> PROVIDED INFORMATION
--------------------------------

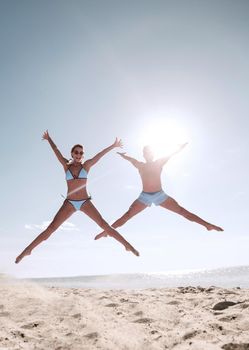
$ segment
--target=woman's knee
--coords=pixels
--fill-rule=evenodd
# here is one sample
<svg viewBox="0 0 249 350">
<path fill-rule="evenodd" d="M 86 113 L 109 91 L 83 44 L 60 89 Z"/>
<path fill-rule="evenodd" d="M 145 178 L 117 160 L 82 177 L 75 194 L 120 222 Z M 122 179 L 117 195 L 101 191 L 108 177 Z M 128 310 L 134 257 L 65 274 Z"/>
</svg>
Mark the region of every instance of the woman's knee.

--------------------------------

> TASK BRIEF
Images in the records should not be copied. Repeat all the rest exactly.

> TASK SOLUTION
$ segment
--target=woman's knee
--coords=pixels
--fill-rule=evenodd
# here is one sample
<svg viewBox="0 0 249 350">
<path fill-rule="evenodd" d="M 86 113 L 109 91 L 83 44 L 60 89 Z"/>
<path fill-rule="evenodd" d="M 145 178 L 117 160 L 82 177 L 75 194 L 120 222 Z M 122 179 L 117 195 L 101 191 L 108 177 Z M 128 310 L 134 257 L 65 274 Z"/>
</svg>
Mark the region of every instance of the woman's knee.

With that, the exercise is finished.